# EXERCICES
[1] Questions sur l'extrait consacré au spectacle :
(a) Dans quel ouvrage, et en quelle année, Jacques Lacarrière a-t-il écrit la phrase citée ?
(b) En combien de temps Simon Abkarian raconte-t-il l'histoire du couple ?
(c) Quel couple l'extrait qualifie-t-il d'« infernal » ?
[2] Relevez toutes les lignes des entrées qui contiennent la chaîne « tall ». La casse compte.

# EXTRAIT DE TEXTE
_____

Dans une atmosphère enfumée, entre l’acteur à la haute silhouette impressionnante en costume et chapeau noir- une magnifique image… Et il va s’asseoir à côté de ses amis musiciens qui chantent les amours perdues, les trahisons, la pauvreté , l’érotisme, l’alcool, la drogue, l’exil… «Une atmosphère autant qu’un chant, écrivait Jacques Lacarrière dans L’Eté grec (1976), des visages silencieux et marqués, autant que des danses ou des cris, des odeurs mêlées de vin résiné, d’ouzo, de sciure fraîche sous les tables, de mégots refroidis. »

Simon Abkarian va, en une heure, nous raconter l’histoire de ce couple infernal: Hélène et Ménélas qu’on pourra aussi retrouver dans le second spectacle de la soirée. Son texte a des fulgurances poétiques indéniables: «Depuis que tu es partie notre lit est un tombeau qui se refuse à moi./Tout réconfort m’est devenu étranger.-  Je comprends maintenant l’Exil que chantent les bardes venus de la lointaine Ionie, je comprends l’amertume du pain et du vin quand on est l’étranger.  Je comprends que je suis mort à la joie. –  La nuit et moi, nous nous traînons dans le palais que tu as déserté. -Les statues aux belles formes se sont figées.-  Les chansons se sont tues. –  Les miroirs se sont éteints. -Aphrodite toute entière s’est enfuie. -Dans ton sillage, mes yeux se sont repus de sel.-  Les portes, les fenêtres crient « Hélène ! Hélène !» -Le vent me gifle, me claque au visage, l’écho de ton nom désormais atrophié.  «Haine! Haine!».

_____

# Entrées enregistrées
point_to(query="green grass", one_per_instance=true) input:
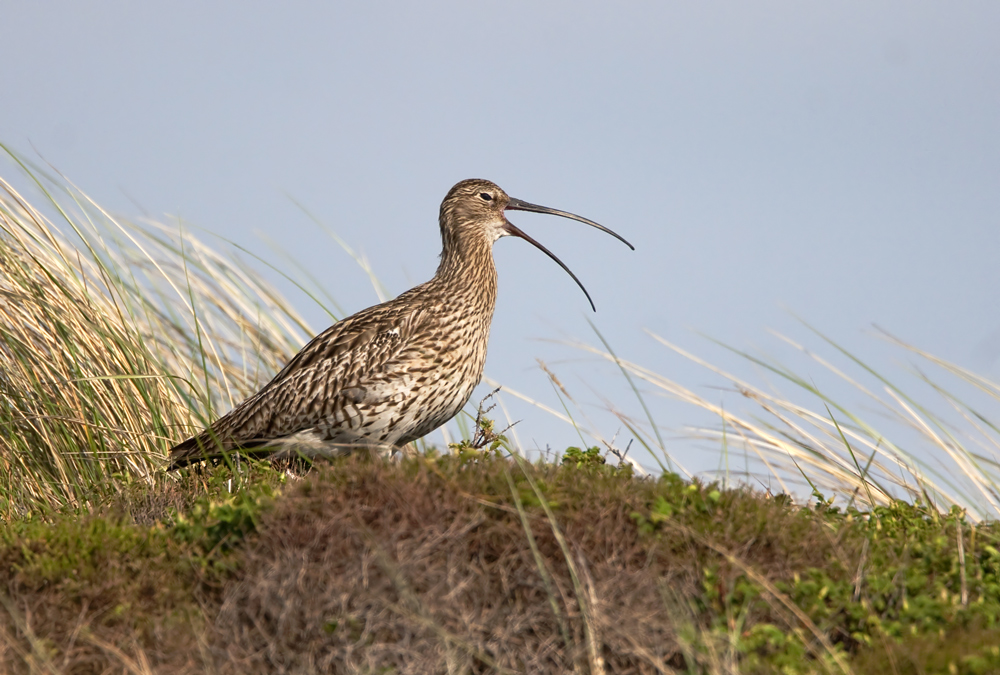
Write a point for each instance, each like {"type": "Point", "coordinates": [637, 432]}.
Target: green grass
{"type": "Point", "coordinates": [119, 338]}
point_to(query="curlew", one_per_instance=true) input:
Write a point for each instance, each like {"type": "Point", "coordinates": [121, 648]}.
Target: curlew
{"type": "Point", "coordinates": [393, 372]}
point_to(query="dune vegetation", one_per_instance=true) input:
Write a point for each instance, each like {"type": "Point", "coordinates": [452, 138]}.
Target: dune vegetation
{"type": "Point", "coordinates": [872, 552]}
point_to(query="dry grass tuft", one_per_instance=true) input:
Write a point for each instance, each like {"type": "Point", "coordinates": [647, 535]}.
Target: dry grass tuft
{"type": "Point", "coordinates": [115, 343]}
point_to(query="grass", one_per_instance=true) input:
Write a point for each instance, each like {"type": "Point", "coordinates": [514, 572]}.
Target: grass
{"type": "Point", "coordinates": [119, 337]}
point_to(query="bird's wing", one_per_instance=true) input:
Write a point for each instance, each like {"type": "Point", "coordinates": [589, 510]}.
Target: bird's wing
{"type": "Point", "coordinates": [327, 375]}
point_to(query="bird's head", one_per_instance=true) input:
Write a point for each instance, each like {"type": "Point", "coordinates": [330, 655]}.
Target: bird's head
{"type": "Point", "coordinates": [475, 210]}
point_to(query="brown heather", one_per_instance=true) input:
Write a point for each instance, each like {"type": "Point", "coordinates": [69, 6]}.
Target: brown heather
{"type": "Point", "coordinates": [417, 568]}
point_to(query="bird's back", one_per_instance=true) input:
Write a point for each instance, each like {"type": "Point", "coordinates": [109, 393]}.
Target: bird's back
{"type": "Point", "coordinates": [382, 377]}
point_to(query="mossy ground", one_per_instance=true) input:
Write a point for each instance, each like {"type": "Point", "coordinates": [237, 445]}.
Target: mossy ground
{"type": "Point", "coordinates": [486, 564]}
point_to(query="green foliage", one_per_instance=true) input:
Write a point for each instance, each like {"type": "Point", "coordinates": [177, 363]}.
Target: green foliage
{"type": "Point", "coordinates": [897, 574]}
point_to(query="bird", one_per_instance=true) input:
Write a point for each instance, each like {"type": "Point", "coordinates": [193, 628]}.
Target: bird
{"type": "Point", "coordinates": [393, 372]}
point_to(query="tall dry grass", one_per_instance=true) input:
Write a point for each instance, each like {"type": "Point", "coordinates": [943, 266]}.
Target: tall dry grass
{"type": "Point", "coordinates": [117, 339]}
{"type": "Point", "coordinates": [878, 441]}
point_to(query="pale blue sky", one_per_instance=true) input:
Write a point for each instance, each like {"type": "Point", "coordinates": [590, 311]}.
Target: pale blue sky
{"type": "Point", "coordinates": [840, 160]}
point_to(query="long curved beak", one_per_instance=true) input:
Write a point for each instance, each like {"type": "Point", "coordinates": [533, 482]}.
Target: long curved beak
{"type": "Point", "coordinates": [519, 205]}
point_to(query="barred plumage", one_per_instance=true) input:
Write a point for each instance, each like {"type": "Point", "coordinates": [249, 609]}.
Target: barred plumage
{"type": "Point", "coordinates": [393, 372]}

_____

# CORRIGÉS
[1]
(a) Dans L'Eté grec, en 1976.
(b) En une heure.
(c) Hélène et Ménélas.

[2]
point_to(query="tall dry grass", one_per_instance=true) input:
Target: tall dry grass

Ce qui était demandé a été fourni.